AIM OF THE EXERCISE: Pull out every line of the entries below that contains the word "blue", copying each one in full.

INFORMATION SUPPLIED:

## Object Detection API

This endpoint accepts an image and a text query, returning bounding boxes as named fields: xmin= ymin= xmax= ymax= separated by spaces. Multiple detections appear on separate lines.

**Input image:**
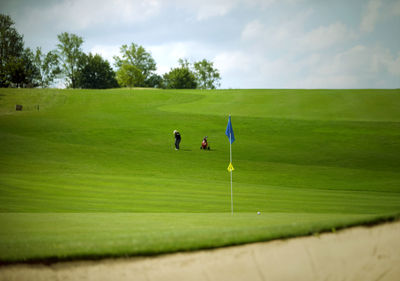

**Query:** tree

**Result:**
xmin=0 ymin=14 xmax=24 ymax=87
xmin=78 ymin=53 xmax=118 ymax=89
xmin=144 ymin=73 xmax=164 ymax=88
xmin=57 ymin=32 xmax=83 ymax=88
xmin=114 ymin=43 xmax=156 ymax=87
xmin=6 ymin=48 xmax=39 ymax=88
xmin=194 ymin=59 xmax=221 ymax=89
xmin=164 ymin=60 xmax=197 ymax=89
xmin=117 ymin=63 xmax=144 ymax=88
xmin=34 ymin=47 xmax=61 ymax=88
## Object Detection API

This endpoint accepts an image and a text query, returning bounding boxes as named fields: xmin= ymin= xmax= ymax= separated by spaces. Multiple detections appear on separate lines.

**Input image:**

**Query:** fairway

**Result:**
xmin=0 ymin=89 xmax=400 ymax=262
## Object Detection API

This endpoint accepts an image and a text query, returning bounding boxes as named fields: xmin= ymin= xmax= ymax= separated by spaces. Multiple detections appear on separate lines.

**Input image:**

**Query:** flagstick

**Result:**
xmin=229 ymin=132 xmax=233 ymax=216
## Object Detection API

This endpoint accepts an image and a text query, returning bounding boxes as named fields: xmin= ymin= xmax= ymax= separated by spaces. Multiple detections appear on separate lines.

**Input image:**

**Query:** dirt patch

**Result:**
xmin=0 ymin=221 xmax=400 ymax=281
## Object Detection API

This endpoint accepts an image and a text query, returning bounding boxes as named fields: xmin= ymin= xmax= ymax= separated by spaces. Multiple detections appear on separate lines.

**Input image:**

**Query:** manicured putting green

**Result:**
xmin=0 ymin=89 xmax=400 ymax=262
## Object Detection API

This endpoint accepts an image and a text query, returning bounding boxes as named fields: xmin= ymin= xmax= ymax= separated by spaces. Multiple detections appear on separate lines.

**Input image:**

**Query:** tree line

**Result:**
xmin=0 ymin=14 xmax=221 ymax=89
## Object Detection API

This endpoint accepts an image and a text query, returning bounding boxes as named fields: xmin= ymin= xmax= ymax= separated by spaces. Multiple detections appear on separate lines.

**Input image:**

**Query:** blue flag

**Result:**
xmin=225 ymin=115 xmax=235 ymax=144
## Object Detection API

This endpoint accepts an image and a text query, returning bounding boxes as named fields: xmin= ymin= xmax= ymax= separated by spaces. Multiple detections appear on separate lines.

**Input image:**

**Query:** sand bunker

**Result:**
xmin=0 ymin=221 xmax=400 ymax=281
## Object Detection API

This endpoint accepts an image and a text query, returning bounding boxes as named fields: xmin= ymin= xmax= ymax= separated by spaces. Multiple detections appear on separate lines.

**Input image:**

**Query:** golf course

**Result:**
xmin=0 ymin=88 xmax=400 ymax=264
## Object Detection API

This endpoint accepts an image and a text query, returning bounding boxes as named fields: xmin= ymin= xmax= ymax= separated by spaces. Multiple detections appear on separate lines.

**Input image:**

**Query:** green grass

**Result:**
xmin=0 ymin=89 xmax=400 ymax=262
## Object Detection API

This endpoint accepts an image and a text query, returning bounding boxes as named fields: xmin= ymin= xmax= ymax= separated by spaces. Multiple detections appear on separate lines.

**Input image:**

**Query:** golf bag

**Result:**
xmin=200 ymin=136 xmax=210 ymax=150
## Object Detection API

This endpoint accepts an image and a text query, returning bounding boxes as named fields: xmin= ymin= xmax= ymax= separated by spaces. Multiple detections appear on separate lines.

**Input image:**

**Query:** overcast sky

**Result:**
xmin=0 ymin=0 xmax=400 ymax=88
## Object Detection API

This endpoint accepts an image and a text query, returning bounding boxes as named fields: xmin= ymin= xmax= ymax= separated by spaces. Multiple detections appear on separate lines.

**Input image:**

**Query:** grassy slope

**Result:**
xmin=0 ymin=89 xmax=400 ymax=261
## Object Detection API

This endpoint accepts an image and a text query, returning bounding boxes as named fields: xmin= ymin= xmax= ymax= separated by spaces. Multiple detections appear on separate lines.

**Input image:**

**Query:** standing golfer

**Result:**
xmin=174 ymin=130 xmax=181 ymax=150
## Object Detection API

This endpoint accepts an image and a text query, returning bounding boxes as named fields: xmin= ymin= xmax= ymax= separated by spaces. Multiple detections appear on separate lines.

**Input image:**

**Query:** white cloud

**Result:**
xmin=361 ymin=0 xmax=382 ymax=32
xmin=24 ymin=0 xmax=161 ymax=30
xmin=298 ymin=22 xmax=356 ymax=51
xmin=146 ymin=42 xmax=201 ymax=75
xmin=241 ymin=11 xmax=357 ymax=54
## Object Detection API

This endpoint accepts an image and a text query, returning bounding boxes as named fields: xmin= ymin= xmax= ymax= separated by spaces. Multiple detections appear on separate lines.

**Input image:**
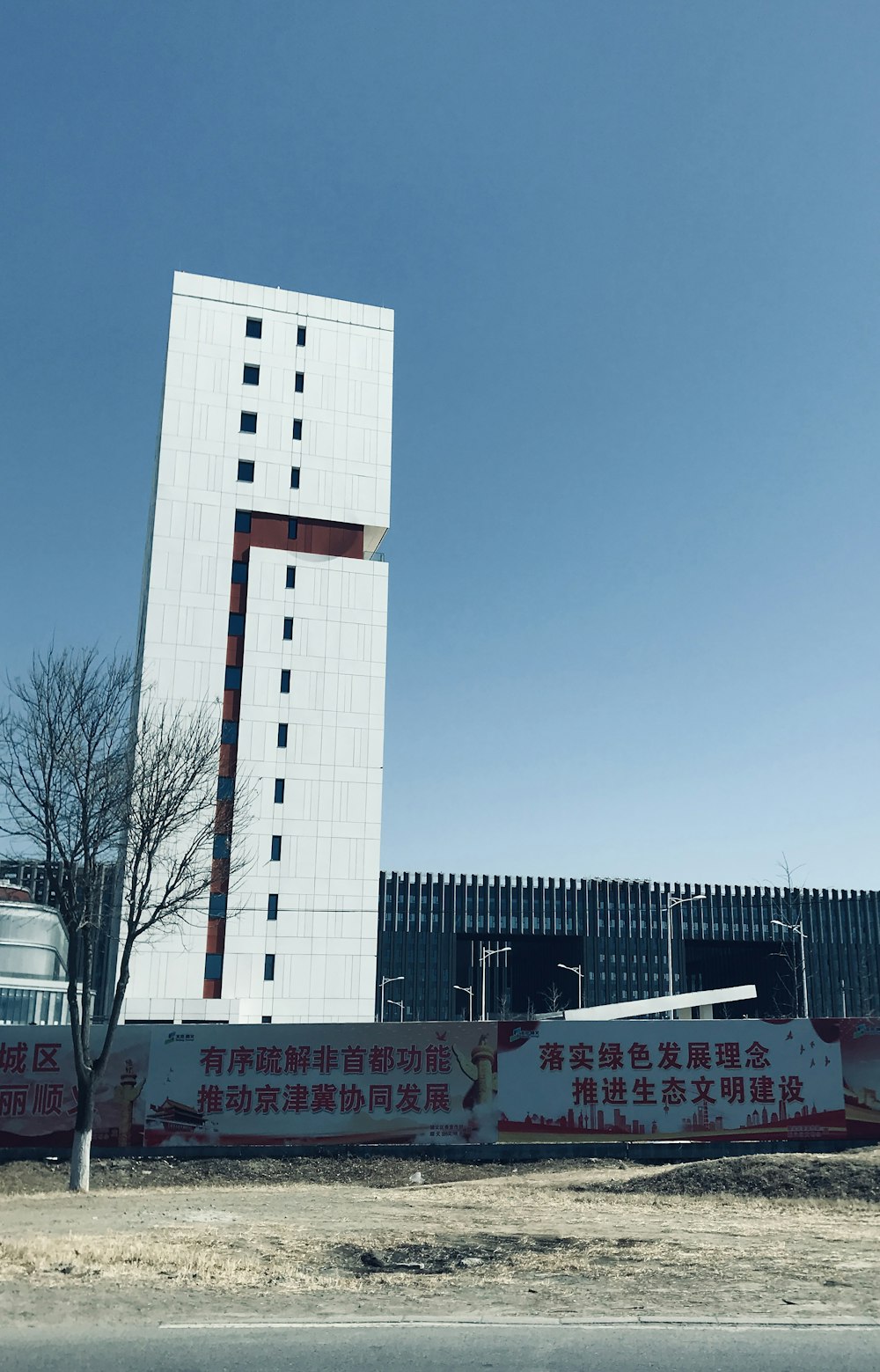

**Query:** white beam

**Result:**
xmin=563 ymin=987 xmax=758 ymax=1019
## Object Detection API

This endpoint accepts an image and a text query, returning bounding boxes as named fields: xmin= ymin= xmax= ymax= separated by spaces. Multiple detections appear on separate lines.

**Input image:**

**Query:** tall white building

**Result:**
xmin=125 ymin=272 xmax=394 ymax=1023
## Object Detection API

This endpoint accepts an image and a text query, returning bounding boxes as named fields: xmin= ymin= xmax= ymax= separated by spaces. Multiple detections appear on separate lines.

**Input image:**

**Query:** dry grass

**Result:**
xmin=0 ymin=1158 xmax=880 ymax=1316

--

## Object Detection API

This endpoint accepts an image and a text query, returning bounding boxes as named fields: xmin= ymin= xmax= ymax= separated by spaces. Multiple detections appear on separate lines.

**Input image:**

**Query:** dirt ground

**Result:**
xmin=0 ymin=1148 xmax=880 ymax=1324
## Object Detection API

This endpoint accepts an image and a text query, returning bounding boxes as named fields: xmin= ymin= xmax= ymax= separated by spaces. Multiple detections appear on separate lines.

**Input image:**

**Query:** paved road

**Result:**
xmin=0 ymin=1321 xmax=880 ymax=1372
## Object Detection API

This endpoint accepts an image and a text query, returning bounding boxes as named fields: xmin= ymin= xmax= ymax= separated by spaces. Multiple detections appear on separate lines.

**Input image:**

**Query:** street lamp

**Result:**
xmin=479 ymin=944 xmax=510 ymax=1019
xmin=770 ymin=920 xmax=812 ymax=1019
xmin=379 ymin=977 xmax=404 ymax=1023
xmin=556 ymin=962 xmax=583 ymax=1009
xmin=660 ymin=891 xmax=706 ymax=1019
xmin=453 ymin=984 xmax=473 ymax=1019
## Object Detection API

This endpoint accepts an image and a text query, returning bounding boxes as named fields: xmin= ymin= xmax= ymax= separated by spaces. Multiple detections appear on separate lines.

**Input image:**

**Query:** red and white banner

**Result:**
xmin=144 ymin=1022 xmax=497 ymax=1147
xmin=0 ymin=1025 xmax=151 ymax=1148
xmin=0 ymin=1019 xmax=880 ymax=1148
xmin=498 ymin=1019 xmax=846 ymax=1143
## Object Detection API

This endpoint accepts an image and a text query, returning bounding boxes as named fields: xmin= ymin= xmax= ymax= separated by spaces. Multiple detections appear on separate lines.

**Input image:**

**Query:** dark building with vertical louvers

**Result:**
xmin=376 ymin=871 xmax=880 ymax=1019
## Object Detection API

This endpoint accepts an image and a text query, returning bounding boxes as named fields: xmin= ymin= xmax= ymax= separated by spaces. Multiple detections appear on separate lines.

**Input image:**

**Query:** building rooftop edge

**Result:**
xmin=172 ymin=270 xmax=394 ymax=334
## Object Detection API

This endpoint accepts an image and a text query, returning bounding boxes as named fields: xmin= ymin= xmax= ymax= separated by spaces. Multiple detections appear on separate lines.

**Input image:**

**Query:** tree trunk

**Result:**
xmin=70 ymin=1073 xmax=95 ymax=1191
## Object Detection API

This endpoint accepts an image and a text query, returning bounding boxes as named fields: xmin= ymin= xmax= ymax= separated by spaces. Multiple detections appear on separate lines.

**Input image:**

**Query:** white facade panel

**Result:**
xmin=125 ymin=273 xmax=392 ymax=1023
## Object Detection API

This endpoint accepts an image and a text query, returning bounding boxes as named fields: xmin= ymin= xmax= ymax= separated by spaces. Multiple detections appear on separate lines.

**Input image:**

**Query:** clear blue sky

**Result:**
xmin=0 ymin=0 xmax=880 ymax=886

SOLUTION TO THIS EXERCISE:
**Query:** blue flag
**Query:** clear blue sky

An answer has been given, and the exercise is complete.